## DOCUMENT EXCERPT

--- START ---

Global Coin Research partnered up with Blocktempo at the Asia Blockchain Summit last week. Our founder Joyce Yang interviewed Arthur Hayes in Taipei on his debate with Nouriel Roubini, privacy, Bitmex and DEXes, Facebook coin, crypto media.

Additional sources:

https://podcasts.apple.com/us/podcast/ep-29-bitmex-arthur-hayes-on-his-debate-nouriel-roubini/id1399033937?i=1000444242879

Transcript:

Arthur Hayes 

Hi everyone, this is Arthur Hayes. I’m the co-founder and CEO of BitMex, and welcome to the Asia Blockchain Summit 2019. 

Joyce Yang 

Hi guys, this is Joyce Yang from Global Coin Research. I’m here with Block Tempo Live at Asia Blockchain Summit with Arthur Hayes. We’re excited to have him here. We just came out of a great debate with Arthur and Nora Viding, and there was a lot to talk about there. My takeaway was that Nouriel was seriously just shitting on a lot of…. Excuse my playing on TV, but he was really just highlighting the fact that there’s so much Shitcoins in this space, and that a lot of retail folks are getting hurt. And that was his main premise that I heard kind of over and over again. What did you think of it?  

Arthur Hayes 

Yeah, it was a broken record. He kept talking about the Shitcoin. He seemed very knowledgeable about all of the different coins that exist in this industry for somebody who thinks they’re all going to zero. So something kind of tells you that he might be a bag holder very secretively. 

Joyce Yang 

Very secretively right, I think that’s a lot of good folks who are in the space who really shit on…. I’m very too contaminated by this “Shit” word as well because of the fact that he’s been using it at least 10 times in this debate, but at the same time I think because we’re in such an early industry and such a nascent space and because the space is so decentralized, you just naturally can’t lock bad actors. 

Arthur Hayes 

Well, I don’t think it’s even that bad. If you think about a regular startup company, 90-95 percent of all new businesses fail within the first 5 years. So why do you think that just because you put a white paper around the internet and you have a blockchain or some sort of cryptographic element to your startup, that you’re no different than the average. So the fact that most of these things are worthless, this is with the trend of all new businesses and technologies. 

Joyce Yang

I agree. And so generally we agree that there are a lot of poor quality folks and companies in the space. But as long as we drive them out and actually join the good actors, we should be fine.

Arthur Hayes 

And the price and the markets, and the free market will allow the driftwood to drift away.

Joyce Yang

Right? What I always thought was interesting is that the volatility is something you see in nascent markets such as in China where there’s the Asian market that you are very well aware given the same background that we both share. And you know, still even now the government has to intervene whenever the volatility gets serious and people start losing money, but at the same time that’s just the map, like the nature of retail markets, right?

--- END ---

## EXTRACTED DATA

--- START ---

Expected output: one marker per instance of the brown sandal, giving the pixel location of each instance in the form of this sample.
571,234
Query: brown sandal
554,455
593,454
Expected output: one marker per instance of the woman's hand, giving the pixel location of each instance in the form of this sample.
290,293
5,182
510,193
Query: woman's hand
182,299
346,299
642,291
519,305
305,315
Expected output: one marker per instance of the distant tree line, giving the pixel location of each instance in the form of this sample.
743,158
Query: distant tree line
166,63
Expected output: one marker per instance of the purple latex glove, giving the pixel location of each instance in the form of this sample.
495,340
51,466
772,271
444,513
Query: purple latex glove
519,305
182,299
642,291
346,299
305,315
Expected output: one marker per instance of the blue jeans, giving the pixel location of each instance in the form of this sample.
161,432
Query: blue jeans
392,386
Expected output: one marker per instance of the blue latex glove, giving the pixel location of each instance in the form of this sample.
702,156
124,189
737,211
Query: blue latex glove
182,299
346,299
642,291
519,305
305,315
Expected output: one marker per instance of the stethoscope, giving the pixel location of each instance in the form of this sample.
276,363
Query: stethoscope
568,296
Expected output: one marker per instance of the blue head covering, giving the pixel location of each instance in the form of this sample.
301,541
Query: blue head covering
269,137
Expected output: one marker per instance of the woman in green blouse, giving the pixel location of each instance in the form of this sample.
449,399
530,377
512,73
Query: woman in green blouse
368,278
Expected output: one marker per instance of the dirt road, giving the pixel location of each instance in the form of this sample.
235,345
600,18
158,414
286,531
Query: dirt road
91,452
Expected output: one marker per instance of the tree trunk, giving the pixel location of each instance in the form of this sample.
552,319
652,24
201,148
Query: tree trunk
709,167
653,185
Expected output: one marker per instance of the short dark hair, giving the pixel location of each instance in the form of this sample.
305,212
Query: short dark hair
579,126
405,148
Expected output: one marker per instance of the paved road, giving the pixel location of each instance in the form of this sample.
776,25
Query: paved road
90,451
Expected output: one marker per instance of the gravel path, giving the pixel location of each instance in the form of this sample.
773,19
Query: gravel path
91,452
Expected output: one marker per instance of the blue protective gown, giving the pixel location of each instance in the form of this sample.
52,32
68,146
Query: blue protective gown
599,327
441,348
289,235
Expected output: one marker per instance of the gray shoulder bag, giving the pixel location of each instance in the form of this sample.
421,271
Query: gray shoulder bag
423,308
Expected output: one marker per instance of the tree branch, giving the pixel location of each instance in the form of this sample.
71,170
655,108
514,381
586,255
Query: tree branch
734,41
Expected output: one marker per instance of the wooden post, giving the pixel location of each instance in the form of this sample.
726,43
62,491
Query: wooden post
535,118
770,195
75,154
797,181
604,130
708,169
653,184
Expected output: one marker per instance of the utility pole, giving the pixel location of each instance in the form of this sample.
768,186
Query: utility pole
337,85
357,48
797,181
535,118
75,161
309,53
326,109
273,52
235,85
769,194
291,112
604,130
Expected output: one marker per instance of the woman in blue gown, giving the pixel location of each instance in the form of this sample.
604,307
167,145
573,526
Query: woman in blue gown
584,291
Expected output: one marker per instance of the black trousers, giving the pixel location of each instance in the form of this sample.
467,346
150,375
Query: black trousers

--- END ---

## THE TASKS
[1] According to the interview transcript, what share of new businesses fail within their first five years?
[2] Return the passage of the interview transcript starting at "Well, I don’t" and ending at "should be fine.".
The data here comes from a separate source.

## SOLUTIONS TO THE EXERCISE
[1] 90-95 percent

[2]
Well, I don’t think it’s even that bad. If you think about a regular startup company, 90-95 percent of all new businesses fail within the first 5 years. So why do you think that just because you put a white paper around the internet and you have a blockchain or some sort of cryptographic element to your startup, that you’re no different than the average. So the fact that most of these things are worthless, this is with the trend of all new businesses and technologies. 

Joyce Yang

I agree. And so generally we agree that there are a lot of poor quality folks and companies in the space. But as long as we drive them out and actually join the good actors, we should be fine.